TASK DIRECTIONS
Starting at the first line and stopping after the line that contains "box: [1006, 542, 1104, 608]", write those lines out again, swapping "pixel-accurate" for "precise" and leaving everything else as it is.
[[ DATA FOR THE TASK open ]]
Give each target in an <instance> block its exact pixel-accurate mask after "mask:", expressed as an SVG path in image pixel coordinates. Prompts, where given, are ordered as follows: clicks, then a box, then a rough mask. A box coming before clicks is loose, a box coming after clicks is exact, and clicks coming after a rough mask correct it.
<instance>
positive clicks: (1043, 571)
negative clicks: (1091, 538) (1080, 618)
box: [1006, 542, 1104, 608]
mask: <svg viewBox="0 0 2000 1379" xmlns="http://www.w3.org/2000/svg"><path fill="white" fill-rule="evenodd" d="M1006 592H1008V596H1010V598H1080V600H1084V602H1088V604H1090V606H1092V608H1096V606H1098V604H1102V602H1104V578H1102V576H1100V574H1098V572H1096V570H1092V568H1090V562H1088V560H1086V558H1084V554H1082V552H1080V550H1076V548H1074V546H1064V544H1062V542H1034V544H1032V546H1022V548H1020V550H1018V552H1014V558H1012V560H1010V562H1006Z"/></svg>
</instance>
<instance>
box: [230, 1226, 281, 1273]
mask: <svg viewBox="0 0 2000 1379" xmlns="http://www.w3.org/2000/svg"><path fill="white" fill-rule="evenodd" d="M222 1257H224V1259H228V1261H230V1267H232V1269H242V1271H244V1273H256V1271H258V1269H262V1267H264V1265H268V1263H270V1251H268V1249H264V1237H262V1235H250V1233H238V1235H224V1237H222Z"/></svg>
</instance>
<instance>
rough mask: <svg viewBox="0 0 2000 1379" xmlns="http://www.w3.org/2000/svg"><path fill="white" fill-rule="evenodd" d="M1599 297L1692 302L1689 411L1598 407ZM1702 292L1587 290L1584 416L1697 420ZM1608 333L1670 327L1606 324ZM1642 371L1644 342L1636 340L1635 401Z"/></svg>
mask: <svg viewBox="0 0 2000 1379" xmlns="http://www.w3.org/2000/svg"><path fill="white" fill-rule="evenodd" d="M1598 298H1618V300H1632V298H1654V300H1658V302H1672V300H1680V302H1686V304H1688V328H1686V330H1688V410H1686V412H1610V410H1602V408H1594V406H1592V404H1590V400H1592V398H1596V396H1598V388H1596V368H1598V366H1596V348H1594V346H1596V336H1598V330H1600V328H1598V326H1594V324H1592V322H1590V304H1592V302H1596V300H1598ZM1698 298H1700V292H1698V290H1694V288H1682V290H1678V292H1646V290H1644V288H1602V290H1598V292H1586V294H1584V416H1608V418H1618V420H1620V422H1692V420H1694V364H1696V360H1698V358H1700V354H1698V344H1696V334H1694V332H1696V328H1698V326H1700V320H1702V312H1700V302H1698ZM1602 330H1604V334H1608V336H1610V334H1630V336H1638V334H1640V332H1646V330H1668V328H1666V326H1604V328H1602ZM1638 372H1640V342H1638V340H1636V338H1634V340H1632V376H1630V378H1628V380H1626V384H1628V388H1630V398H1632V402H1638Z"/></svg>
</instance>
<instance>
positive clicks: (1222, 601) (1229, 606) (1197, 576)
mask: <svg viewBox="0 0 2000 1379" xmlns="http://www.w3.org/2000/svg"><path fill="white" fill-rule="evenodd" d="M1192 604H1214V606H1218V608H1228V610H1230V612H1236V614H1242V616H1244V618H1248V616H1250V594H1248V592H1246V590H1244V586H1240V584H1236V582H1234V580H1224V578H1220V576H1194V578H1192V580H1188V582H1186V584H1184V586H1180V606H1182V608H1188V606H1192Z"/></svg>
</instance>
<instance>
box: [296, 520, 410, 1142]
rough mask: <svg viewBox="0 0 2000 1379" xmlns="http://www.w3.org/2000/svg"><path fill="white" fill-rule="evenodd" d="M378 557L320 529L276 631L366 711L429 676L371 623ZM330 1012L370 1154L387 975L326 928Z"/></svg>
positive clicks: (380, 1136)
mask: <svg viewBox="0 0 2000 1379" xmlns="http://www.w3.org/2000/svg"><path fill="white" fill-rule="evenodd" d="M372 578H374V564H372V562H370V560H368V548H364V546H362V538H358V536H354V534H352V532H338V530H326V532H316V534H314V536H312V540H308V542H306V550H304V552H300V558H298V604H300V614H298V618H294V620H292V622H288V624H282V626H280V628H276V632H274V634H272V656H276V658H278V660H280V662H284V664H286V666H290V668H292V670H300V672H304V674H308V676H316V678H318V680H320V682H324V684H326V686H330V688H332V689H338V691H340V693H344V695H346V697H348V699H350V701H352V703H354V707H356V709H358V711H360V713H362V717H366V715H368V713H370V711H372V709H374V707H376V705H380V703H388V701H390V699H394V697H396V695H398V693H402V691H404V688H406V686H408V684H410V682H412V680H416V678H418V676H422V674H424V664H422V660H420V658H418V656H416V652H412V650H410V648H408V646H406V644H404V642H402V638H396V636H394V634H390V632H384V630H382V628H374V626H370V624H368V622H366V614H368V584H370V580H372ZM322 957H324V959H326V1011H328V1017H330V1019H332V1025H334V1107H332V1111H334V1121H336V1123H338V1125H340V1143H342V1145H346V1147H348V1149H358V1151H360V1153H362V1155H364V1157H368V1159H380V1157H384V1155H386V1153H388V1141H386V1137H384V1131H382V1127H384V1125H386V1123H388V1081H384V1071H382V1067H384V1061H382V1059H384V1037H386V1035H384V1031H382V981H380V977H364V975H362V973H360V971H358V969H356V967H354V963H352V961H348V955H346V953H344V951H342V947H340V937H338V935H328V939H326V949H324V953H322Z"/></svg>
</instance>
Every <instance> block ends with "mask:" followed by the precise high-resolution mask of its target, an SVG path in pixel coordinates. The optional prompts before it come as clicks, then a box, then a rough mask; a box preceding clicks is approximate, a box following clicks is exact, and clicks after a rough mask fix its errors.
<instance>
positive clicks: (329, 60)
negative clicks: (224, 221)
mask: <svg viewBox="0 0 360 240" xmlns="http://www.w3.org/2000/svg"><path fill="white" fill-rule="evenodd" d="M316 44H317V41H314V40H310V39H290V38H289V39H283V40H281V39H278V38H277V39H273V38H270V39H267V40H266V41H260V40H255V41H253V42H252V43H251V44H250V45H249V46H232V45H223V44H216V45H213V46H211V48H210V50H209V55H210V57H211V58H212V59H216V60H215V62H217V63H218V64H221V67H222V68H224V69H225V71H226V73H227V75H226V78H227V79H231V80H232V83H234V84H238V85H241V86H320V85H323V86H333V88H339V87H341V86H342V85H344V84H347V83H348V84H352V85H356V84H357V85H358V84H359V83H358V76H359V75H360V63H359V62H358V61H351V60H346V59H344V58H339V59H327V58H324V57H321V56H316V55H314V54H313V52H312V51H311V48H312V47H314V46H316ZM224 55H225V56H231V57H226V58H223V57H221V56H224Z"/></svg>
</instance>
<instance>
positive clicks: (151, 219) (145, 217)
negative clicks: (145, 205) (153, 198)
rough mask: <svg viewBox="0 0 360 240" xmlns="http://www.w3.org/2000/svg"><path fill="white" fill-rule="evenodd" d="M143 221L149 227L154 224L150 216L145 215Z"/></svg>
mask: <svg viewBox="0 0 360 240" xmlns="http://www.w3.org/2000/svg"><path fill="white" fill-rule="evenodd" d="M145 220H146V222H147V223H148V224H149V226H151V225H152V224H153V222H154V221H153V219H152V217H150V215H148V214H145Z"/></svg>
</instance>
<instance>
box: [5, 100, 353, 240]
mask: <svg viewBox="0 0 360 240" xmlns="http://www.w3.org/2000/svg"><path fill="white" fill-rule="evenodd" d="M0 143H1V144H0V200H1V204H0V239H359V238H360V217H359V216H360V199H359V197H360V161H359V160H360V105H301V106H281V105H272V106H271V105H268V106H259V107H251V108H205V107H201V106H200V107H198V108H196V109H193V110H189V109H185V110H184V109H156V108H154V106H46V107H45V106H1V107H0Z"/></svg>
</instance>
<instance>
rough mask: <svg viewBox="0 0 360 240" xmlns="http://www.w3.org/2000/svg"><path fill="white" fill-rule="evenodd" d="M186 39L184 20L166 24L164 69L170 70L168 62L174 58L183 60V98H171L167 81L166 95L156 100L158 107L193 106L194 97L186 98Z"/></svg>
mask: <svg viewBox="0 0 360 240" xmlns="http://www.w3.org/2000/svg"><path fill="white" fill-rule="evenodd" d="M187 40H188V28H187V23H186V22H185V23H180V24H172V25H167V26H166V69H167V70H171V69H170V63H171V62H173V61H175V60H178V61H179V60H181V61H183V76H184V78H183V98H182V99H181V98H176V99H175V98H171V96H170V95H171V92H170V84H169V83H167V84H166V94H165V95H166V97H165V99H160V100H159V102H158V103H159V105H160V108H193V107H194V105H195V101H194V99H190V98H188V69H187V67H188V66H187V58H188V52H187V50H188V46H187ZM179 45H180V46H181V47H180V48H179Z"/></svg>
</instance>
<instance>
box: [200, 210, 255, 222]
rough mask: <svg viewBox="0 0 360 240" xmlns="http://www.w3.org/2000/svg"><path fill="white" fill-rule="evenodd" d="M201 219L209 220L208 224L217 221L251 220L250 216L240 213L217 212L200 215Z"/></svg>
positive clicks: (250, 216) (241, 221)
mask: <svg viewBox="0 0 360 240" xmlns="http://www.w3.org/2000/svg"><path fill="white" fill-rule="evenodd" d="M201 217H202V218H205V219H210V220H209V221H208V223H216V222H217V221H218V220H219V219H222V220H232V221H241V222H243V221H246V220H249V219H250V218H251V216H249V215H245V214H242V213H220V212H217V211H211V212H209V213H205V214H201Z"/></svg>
[[ DATA FOR THE TASK closed ]]
THE COMPLETED TASK
Give each target in an <instance> block its exact precise mask after "mask:", expressed as an SVG path in image pixel coordinates. Prompts, where given, are ordered as follows: clicks, then a box, then a rough mask. A box coming before clicks is loose, a box coming after clicks is exact, and clicks coming after a rough mask correct it.
<instance>
positive clicks: (1043, 571)
negative clicks: (1091, 538) (1080, 618)
box: [1006, 542, 1104, 608]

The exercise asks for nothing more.